## START PROVIDED TEXT

Always the same old tired refrain from the apologists. When you lose, it must be the fault of the rules which everybody plays by.
A real man takes it on the chin and sucks it up.
“the rules which everybody plays by”. Do you even know what those “rules”, meaning BoP, are and how they play games with weight? Weight penalties or reductions are VARIABLE and subjective meaning the “rules” are not consistent. When the Ford GT debuted at LeMans, again in 2016, it was pretty well known they sandbagged to go on and win 1-2 spanking both Corvette and Porsche. Now Porsche has it’s new mid-engined car to do the same 1-2 and the Fords are still beating Corvette so I stand by what I said. BoP is BS. This GTE class needs to be changed to Bring what you build from the factory and let the cards fall where they may. If you lose and don’t like it build a better car for next year. Bet a C7.R ZR1 built to 755hp would have kicked their @$$es as will the C8.R when it arrives.
Corvette beat two of the Ford GT’s. BOP played a role, but the lap times say that all the cars were pretty close. What needs to change are the safety car rules. With most of the teams running pretty clean all night and so close in lap times, having the safety car split up the field makes it almost impossible to get that time back. The GT group should be allowed to restart together.
What exactly is the problem with the Le Mans safety car rules?
Because of the length of one lap of the track of 13 plus something kilometers, there are three safety cars distributed in distances of about a third of one lap around the track; those three safety cars each lead one pack of races cars, prototypes and GTE in one single pack. Bringing all cars behind only one safety car as e.g. in F1 would distort the state of the race quite heavily.

## END PROVIDED TEXT
## START SUPPLIED RECORDS

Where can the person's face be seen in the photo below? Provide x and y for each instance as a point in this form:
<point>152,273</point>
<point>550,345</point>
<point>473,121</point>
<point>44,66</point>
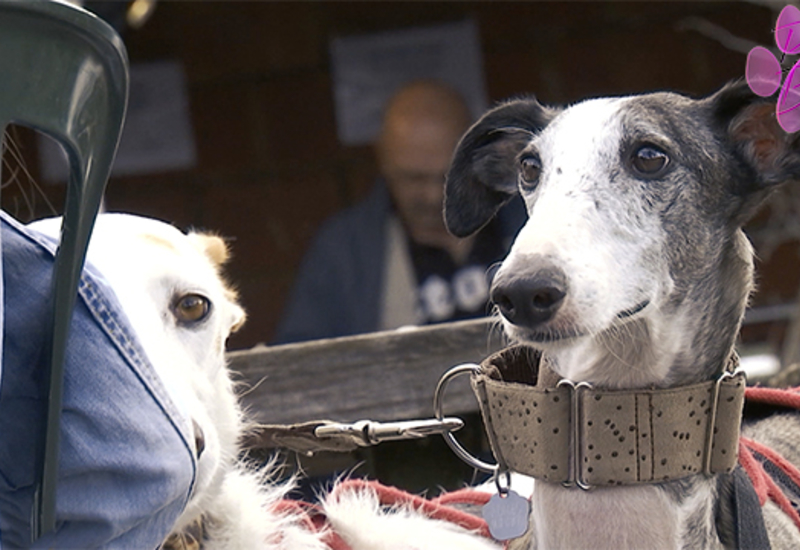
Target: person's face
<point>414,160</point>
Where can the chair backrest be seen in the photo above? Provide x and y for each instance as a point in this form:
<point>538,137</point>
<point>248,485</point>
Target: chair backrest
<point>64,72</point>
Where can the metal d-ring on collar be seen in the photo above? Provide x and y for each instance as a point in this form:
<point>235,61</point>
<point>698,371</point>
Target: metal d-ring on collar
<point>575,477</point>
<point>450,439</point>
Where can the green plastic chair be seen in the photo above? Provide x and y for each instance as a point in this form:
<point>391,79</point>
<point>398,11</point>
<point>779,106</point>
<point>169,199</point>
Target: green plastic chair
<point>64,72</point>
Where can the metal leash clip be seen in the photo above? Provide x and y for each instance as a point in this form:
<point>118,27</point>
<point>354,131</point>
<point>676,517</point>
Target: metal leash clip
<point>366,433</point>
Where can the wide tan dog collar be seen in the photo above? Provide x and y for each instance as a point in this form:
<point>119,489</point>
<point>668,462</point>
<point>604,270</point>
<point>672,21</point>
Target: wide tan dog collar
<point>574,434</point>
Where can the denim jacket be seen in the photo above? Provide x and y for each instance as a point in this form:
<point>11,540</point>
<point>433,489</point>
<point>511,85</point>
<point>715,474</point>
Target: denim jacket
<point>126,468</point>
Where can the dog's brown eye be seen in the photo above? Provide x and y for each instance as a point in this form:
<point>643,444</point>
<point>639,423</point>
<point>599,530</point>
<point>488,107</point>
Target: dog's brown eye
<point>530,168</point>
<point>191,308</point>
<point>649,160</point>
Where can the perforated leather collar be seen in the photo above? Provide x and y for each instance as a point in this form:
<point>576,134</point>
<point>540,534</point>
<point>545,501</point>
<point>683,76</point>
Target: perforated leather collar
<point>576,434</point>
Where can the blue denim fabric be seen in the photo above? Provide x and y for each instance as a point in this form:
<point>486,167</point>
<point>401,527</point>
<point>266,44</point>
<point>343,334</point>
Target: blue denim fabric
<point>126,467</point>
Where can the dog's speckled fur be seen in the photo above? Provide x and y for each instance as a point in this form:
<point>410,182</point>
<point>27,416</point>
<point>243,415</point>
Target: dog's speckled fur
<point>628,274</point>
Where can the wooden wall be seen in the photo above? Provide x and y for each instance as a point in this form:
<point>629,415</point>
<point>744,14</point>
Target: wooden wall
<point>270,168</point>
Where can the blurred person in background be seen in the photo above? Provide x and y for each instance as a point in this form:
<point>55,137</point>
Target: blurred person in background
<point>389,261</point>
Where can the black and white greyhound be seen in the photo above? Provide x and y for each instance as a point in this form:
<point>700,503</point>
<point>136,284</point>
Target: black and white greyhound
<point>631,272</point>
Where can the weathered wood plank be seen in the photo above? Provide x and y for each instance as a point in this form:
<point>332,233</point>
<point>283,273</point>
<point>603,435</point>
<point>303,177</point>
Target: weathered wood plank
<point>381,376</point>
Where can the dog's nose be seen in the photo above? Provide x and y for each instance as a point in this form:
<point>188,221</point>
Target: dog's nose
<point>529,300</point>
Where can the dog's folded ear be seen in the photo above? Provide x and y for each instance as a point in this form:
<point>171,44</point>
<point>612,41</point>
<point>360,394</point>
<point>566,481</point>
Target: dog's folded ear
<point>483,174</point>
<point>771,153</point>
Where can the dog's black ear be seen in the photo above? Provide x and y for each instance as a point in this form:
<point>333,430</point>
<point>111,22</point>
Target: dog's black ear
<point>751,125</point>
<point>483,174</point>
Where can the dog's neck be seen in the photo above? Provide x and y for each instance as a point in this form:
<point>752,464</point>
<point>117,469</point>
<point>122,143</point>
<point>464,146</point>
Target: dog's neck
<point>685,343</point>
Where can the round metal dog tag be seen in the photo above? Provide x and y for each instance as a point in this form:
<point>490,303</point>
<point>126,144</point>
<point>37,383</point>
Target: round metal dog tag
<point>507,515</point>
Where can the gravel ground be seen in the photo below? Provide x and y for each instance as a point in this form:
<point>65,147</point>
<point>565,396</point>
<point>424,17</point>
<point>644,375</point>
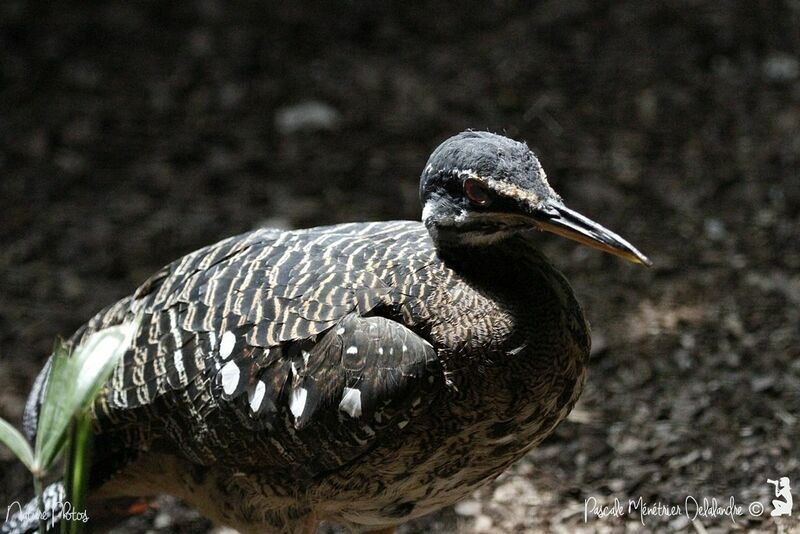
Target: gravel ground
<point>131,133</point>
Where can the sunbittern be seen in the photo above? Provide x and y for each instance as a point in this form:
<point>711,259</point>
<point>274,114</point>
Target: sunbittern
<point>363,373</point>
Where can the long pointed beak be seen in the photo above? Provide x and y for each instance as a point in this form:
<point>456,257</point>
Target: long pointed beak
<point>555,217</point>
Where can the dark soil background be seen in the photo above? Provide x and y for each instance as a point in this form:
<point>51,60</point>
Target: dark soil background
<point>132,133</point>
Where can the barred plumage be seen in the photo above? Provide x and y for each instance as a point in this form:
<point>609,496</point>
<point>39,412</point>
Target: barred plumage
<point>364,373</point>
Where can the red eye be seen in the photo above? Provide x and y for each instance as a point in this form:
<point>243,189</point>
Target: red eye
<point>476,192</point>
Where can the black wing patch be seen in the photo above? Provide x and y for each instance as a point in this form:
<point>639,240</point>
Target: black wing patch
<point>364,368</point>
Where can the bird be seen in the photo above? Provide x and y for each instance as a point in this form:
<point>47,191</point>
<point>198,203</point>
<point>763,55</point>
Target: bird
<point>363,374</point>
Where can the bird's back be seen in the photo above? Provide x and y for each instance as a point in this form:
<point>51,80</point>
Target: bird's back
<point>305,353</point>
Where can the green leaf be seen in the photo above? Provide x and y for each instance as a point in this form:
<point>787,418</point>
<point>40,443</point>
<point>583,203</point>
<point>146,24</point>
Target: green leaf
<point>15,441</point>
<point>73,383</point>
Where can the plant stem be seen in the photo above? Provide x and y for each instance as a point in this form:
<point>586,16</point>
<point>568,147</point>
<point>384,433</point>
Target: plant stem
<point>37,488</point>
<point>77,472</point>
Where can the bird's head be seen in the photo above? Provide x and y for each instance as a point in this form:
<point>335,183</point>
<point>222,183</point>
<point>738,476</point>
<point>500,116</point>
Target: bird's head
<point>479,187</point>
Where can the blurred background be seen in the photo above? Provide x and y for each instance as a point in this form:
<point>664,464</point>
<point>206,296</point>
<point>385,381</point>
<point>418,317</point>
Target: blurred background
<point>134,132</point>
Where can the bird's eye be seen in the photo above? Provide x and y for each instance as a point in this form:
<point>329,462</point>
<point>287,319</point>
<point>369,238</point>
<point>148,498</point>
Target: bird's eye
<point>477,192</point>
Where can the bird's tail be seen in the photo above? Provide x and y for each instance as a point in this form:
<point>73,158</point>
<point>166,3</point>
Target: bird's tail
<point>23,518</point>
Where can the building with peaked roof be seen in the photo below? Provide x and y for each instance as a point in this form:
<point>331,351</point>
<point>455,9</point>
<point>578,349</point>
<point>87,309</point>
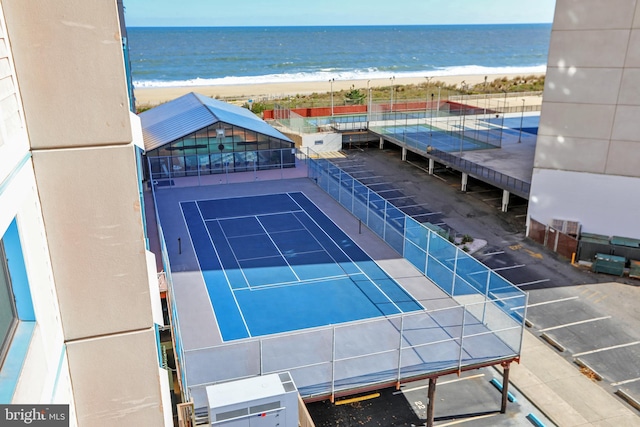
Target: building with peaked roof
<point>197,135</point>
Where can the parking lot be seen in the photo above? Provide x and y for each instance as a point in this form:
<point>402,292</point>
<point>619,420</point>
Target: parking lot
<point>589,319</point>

## END SUPPLIED RECORDS

WORK TO DO:
(A) From the Le Mans discussion, list each car model named by a specific designation rather than by brand alone.
(B) Please echo the Le Mans discussion between "A real man takes" and "when it arrives.", inclusive.

ANSWERS TO THE TASKS:
(A)
Ford GT
C7.R ZR1
C8.R

(B)
A real man takes it on the chin and sucks it up.
“the rules which everybody plays by”. Do you even know what those “rules”, meaning BoP, are and how they play games with weight? Weight penalties or reductions are VARIABLE and subjective meaning the “rules” are not consistent. When the Ford GT debuted at LeMans, again in 2016, it was pretty well known they sandbagged to go on and win 1-2 spanking both Corvette and Porsche. Now Porsche has it’s new mid-engined car to do the same 1-2 and the Fords are still beating Corvette so I stand by what I said. BoP is BS. This GTE class needs to be changed to Bring what you build from the factory and let the cards fall where they may. If you lose and don’t like it build a better car for next year. Bet a C7.R ZR1 built to 755hp would have kicked their @$$es as will the C8.R when it arrives.